** Work instructions **
Select every line of the items below that contains the word "flag" and copy each one out. Case matters when matching.

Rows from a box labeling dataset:
────────────────────
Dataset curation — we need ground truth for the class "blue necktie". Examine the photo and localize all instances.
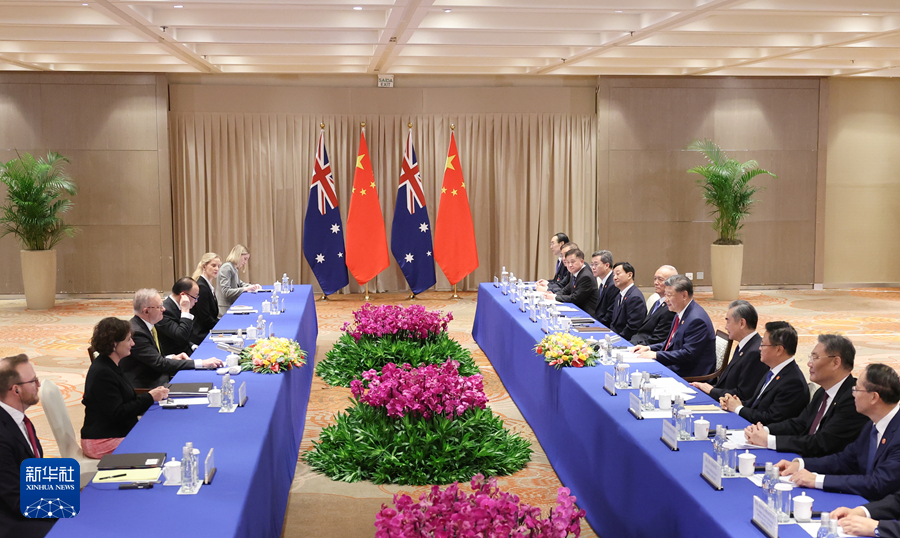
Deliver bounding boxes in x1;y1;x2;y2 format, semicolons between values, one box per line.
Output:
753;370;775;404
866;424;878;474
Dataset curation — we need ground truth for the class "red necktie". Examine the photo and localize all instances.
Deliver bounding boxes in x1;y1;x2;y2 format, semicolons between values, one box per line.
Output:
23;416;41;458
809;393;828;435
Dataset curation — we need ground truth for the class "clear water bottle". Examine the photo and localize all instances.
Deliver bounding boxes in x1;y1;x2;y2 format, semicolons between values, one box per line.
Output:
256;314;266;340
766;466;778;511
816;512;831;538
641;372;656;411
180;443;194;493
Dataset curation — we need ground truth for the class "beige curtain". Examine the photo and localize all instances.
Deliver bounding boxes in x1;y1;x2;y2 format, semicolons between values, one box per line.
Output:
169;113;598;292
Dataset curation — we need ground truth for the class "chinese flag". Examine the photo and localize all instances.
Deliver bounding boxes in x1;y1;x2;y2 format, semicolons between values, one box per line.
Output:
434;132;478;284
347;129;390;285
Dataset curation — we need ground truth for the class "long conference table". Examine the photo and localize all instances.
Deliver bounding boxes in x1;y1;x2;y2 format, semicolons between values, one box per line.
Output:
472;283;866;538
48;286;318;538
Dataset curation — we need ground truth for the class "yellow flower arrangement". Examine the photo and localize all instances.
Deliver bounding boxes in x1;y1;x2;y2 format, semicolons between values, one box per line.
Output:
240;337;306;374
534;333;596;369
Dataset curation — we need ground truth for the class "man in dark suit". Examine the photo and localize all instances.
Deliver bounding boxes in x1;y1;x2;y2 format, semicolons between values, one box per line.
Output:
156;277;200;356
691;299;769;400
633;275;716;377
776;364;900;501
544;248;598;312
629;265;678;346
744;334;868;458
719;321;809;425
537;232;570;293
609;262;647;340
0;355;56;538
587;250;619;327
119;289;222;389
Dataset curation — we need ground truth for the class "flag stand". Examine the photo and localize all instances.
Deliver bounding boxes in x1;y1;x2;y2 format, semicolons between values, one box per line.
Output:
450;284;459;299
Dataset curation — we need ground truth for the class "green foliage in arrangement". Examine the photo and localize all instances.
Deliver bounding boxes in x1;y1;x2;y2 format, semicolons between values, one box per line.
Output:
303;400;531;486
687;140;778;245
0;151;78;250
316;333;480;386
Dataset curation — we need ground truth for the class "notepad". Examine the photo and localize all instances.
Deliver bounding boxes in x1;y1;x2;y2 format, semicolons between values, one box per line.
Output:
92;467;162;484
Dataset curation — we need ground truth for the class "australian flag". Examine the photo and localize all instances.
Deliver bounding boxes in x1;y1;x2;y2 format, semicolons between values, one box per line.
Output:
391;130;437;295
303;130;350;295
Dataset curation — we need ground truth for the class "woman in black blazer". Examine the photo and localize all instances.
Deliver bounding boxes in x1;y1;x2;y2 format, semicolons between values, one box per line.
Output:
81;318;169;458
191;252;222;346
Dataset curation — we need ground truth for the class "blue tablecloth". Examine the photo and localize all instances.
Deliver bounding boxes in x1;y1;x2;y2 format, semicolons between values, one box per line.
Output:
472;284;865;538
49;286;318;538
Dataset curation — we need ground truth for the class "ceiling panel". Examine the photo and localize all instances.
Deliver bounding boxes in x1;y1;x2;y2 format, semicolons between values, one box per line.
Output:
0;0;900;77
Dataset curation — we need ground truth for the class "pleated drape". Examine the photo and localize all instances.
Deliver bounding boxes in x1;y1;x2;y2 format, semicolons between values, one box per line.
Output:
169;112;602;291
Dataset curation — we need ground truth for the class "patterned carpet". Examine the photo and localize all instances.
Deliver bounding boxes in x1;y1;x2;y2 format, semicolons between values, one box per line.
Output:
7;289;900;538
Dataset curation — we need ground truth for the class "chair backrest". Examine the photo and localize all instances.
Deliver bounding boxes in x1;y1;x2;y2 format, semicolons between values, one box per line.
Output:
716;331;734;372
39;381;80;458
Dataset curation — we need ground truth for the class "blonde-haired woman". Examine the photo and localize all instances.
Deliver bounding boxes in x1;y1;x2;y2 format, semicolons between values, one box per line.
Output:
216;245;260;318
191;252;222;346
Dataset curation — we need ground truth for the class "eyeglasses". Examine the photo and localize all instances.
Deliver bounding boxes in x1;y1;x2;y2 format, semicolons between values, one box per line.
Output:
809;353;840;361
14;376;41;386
────────────────────
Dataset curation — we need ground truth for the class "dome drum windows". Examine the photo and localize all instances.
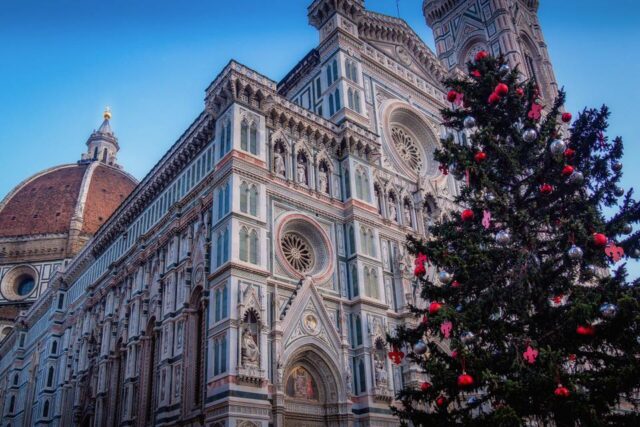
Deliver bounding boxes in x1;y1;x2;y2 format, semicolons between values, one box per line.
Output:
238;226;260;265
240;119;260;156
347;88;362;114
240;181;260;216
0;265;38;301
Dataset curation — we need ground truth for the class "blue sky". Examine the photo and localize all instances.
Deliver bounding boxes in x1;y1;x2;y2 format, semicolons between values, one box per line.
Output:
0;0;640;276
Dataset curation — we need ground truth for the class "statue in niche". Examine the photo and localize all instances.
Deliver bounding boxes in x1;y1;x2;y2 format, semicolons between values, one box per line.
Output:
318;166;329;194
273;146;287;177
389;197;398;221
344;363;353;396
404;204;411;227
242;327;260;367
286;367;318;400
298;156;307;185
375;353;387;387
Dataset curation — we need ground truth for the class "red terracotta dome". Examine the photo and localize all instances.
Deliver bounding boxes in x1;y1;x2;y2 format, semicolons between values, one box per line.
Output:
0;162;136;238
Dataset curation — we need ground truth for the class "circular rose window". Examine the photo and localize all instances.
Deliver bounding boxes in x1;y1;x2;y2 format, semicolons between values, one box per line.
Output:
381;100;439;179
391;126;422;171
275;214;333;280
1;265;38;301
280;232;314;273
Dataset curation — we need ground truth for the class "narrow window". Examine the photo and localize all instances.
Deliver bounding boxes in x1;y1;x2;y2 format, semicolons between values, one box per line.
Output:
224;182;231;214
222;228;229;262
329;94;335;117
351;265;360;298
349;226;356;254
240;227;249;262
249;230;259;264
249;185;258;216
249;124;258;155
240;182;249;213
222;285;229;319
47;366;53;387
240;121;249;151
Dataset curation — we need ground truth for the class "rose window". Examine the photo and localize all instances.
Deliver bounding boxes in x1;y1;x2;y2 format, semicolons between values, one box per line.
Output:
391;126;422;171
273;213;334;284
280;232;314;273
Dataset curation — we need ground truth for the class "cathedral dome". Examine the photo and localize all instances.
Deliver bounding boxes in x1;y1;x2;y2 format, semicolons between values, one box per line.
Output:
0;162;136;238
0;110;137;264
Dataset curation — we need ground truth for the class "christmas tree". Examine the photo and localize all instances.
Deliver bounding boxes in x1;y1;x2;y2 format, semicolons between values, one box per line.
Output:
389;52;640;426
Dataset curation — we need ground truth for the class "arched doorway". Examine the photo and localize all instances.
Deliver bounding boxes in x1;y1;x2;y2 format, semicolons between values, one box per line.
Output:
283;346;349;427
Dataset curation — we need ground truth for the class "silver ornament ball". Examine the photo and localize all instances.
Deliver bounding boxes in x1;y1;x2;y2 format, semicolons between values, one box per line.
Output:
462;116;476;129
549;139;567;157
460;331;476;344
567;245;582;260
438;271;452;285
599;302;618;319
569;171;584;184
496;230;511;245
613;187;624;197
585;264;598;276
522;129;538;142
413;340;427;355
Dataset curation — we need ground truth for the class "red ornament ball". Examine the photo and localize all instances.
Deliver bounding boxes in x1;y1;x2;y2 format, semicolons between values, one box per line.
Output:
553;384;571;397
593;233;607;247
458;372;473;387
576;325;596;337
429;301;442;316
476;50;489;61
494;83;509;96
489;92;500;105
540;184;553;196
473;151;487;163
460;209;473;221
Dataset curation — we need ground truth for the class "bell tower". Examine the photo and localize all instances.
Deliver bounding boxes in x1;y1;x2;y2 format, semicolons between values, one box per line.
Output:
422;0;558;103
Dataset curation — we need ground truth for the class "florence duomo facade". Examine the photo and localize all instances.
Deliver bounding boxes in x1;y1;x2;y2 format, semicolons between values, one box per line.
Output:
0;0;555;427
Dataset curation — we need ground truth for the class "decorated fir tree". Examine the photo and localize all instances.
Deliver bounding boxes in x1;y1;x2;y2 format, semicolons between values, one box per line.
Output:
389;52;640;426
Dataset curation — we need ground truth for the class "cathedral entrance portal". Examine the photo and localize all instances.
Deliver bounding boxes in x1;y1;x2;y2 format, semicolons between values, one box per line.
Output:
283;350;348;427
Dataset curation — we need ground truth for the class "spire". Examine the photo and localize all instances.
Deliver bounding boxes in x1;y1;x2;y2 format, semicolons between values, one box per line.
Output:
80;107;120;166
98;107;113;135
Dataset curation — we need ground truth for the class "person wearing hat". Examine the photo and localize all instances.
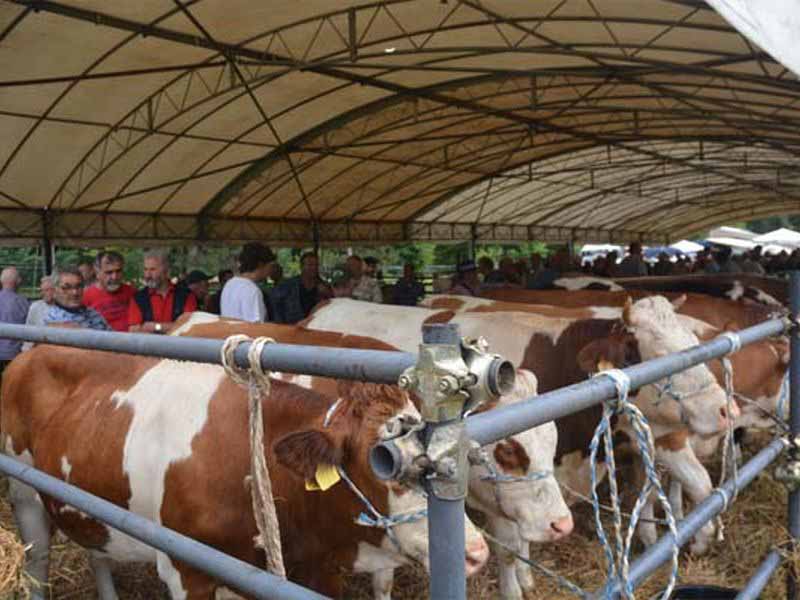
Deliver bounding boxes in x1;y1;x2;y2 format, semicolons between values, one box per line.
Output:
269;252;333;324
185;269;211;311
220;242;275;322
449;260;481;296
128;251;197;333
────────────────────
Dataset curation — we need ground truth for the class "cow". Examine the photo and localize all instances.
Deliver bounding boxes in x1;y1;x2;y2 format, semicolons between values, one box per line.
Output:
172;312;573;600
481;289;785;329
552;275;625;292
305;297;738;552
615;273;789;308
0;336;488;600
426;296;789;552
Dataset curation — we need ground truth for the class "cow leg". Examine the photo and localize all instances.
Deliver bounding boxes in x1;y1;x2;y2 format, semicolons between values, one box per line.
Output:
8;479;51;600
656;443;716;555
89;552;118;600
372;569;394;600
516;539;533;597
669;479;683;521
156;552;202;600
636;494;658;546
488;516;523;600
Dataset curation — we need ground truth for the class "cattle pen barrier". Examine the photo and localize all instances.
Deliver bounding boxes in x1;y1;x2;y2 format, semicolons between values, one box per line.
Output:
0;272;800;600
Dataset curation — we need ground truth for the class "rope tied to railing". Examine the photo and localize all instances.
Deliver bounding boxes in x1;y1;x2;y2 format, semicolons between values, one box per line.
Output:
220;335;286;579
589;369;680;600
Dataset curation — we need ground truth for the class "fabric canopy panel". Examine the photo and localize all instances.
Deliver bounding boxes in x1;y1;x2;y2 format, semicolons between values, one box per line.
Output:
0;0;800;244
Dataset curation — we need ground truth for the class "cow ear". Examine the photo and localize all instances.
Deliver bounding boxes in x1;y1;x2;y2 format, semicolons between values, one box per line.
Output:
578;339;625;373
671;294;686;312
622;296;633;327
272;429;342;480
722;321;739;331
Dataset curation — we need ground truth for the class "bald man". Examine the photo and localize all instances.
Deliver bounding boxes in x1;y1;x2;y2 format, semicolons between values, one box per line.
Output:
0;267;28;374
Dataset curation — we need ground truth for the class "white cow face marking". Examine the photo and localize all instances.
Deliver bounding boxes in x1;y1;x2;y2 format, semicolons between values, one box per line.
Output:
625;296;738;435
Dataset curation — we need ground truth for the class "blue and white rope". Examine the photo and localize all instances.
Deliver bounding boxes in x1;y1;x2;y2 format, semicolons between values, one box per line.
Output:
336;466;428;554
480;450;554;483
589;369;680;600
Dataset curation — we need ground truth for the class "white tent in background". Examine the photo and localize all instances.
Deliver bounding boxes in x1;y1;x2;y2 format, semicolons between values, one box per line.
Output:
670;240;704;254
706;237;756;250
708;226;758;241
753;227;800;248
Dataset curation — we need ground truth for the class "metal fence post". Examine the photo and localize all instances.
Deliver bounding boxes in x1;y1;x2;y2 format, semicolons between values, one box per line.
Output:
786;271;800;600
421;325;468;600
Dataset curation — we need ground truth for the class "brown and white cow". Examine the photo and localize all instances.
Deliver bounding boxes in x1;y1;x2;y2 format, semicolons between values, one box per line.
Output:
────────────────────
** Finished exercise **
Dataset curation — we need ground truth for the class "chinese flag". Examine the photo and localize all instances.
Dataset curation — we need ground truth for the class "flag stand". Examine the photo and localize all instances.
Dataset curation — we need ground truth for the class "australian flag". Examine the photo and localize all instances.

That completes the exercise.